# [Required work]
Below are some records; retype all of them exactly.

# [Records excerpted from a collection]
========

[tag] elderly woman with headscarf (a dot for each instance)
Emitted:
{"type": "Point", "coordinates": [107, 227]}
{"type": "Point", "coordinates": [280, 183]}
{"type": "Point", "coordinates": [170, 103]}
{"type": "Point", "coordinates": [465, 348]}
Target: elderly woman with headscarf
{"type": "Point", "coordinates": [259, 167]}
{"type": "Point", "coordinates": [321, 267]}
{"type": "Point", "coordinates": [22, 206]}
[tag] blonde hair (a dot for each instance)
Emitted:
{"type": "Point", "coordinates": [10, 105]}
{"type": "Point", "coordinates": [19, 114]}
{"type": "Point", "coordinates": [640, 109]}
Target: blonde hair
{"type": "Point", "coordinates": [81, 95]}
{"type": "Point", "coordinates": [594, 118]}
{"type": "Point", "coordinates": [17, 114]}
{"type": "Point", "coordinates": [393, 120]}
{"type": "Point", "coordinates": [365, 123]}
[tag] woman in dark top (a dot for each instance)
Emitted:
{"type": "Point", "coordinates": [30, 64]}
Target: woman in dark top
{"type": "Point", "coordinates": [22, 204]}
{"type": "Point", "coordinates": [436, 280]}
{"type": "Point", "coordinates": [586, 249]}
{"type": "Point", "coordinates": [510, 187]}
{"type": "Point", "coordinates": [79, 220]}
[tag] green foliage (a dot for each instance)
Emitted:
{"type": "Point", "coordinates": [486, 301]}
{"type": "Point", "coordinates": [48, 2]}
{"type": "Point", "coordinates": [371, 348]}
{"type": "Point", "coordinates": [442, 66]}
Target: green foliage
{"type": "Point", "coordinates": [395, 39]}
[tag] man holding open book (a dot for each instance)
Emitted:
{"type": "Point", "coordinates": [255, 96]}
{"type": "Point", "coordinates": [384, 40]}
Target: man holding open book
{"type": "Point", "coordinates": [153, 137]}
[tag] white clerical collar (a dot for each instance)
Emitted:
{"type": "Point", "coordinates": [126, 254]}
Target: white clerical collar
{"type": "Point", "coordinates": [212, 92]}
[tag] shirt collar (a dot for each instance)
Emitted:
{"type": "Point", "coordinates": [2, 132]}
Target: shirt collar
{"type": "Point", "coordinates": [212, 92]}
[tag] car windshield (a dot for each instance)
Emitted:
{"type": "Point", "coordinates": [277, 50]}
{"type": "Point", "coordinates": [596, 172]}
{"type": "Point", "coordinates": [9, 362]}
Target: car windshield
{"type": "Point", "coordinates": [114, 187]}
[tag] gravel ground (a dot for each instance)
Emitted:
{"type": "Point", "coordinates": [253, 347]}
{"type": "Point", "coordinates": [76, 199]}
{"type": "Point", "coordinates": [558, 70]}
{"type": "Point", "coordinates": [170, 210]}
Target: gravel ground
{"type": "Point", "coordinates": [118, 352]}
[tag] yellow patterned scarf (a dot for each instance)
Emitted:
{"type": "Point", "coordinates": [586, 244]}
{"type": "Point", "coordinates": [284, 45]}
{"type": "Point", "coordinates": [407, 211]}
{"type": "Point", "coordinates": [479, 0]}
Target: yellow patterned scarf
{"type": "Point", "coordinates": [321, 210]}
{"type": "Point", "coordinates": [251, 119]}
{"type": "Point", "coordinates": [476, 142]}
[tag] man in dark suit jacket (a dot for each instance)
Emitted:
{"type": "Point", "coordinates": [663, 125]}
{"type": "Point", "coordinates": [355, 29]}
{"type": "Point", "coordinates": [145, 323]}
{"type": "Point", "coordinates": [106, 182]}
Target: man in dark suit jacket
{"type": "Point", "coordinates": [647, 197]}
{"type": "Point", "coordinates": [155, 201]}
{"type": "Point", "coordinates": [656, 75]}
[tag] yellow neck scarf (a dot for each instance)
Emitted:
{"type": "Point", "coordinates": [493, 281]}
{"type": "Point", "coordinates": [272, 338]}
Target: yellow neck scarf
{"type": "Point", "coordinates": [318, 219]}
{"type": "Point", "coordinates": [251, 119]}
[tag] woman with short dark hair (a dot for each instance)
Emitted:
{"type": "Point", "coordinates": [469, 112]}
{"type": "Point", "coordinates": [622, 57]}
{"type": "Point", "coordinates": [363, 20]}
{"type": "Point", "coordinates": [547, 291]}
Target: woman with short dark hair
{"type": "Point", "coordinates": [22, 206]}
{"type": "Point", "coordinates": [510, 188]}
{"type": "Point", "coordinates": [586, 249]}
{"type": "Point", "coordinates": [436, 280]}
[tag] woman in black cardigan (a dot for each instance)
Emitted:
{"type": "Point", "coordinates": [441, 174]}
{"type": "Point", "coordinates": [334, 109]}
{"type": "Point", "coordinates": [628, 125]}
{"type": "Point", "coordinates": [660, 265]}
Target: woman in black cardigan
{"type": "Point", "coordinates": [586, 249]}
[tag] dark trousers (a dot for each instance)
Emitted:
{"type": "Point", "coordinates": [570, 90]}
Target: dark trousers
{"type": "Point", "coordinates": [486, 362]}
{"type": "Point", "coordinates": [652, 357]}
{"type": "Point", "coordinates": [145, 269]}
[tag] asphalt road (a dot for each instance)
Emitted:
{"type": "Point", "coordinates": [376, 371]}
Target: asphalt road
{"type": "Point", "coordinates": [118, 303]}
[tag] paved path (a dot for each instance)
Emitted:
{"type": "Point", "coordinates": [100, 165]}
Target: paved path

========

# [Answer to this task]
[tag] elderly woman with headscarf (a dot for each instance)
Emitted:
{"type": "Point", "coordinates": [107, 227]}
{"type": "Point", "coordinates": [280, 183]}
{"type": "Point", "coordinates": [170, 103]}
{"type": "Point", "coordinates": [465, 348]}
Target: elderly woman with headscarf
{"type": "Point", "coordinates": [259, 167]}
{"type": "Point", "coordinates": [321, 267]}
{"type": "Point", "coordinates": [22, 206]}
[tag] blonde hair (a dot for each instance)
Emitted:
{"type": "Point", "coordinates": [10, 105]}
{"type": "Point", "coordinates": [19, 114]}
{"type": "Point", "coordinates": [640, 109]}
Target: blonde hair
{"type": "Point", "coordinates": [81, 95]}
{"type": "Point", "coordinates": [594, 118]}
{"type": "Point", "coordinates": [17, 114]}
{"type": "Point", "coordinates": [393, 120]}
{"type": "Point", "coordinates": [365, 123]}
[tag] woman in dark top (a dot for each instance)
Emitted:
{"type": "Point", "coordinates": [30, 64]}
Target: woman in dark top
{"type": "Point", "coordinates": [22, 204]}
{"type": "Point", "coordinates": [436, 280]}
{"type": "Point", "coordinates": [586, 249]}
{"type": "Point", "coordinates": [510, 187]}
{"type": "Point", "coordinates": [79, 220]}
[tag] green foliage (a dot for each instance)
Emitted:
{"type": "Point", "coordinates": [486, 301]}
{"type": "Point", "coordinates": [48, 2]}
{"type": "Point", "coordinates": [371, 348]}
{"type": "Point", "coordinates": [442, 66]}
Target: green foliage
{"type": "Point", "coordinates": [395, 39]}
[tag] man holding open book (a dot for each instance)
Emitted:
{"type": "Point", "coordinates": [255, 96]}
{"type": "Point", "coordinates": [384, 40]}
Target: man holding open book
{"type": "Point", "coordinates": [153, 137]}
[tag] white clerical collar (a dot for each instance)
Emitted:
{"type": "Point", "coordinates": [126, 254]}
Target: white clerical collar
{"type": "Point", "coordinates": [212, 92]}
[tag] shirt collar (a dot for each instance)
Emitted:
{"type": "Point", "coordinates": [2, 132]}
Target: shirt collar
{"type": "Point", "coordinates": [212, 92]}
[tag] car windshield (a dot for each instance)
Emitted:
{"type": "Point", "coordinates": [277, 50]}
{"type": "Point", "coordinates": [596, 172]}
{"type": "Point", "coordinates": [9, 362]}
Target: car windshield
{"type": "Point", "coordinates": [114, 187]}
[tag] gravel ground (a dot for each instance)
Emitted:
{"type": "Point", "coordinates": [253, 347]}
{"type": "Point", "coordinates": [76, 199]}
{"type": "Point", "coordinates": [558, 70]}
{"type": "Point", "coordinates": [170, 210]}
Target: gravel ground
{"type": "Point", "coordinates": [118, 352]}
[tag] yellow patterned scarf (a dot for each instance)
Emitted:
{"type": "Point", "coordinates": [586, 244]}
{"type": "Point", "coordinates": [284, 45]}
{"type": "Point", "coordinates": [407, 211]}
{"type": "Point", "coordinates": [479, 0]}
Target: yellow patterned scarf
{"type": "Point", "coordinates": [321, 210]}
{"type": "Point", "coordinates": [251, 119]}
{"type": "Point", "coordinates": [476, 142]}
[tag] man in dark suit jacket (a dot for each instance)
Emitted:
{"type": "Point", "coordinates": [663, 125]}
{"type": "Point", "coordinates": [355, 29]}
{"type": "Point", "coordinates": [145, 323]}
{"type": "Point", "coordinates": [106, 182]}
Target: man in dark suit jacket
{"type": "Point", "coordinates": [647, 197]}
{"type": "Point", "coordinates": [155, 201]}
{"type": "Point", "coordinates": [656, 75]}
[tag] yellow neck scarf (a dot for each instance)
Emitted:
{"type": "Point", "coordinates": [493, 281]}
{"type": "Point", "coordinates": [272, 338]}
Target: yellow neck scarf
{"type": "Point", "coordinates": [318, 219]}
{"type": "Point", "coordinates": [251, 119]}
[tag] woman with short dark hair (a dot for each instance)
Emitted:
{"type": "Point", "coordinates": [469, 112]}
{"type": "Point", "coordinates": [622, 57]}
{"type": "Point", "coordinates": [363, 20]}
{"type": "Point", "coordinates": [547, 291]}
Target: woman with short dark hair
{"type": "Point", "coordinates": [22, 206]}
{"type": "Point", "coordinates": [510, 188]}
{"type": "Point", "coordinates": [586, 249]}
{"type": "Point", "coordinates": [436, 280]}
[tag] woman in black cardigan (a dot for each instance)
Emitted:
{"type": "Point", "coordinates": [441, 174]}
{"type": "Point", "coordinates": [334, 109]}
{"type": "Point", "coordinates": [628, 125]}
{"type": "Point", "coordinates": [660, 265]}
Target: woman in black cardigan
{"type": "Point", "coordinates": [586, 249]}
[tag] dark trousers (a dot for each instance)
Emitted:
{"type": "Point", "coordinates": [570, 90]}
Target: dark trousers
{"type": "Point", "coordinates": [486, 362]}
{"type": "Point", "coordinates": [652, 357]}
{"type": "Point", "coordinates": [145, 269]}
[tag] asphalt road (a dot for each instance)
Emitted:
{"type": "Point", "coordinates": [376, 371]}
Target: asphalt road
{"type": "Point", "coordinates": [118, 303]}
[tag] paved path (a dot for each instance)
Emitted:
{"type": "Point", "coordinates": [100, 165]}
Target: paved path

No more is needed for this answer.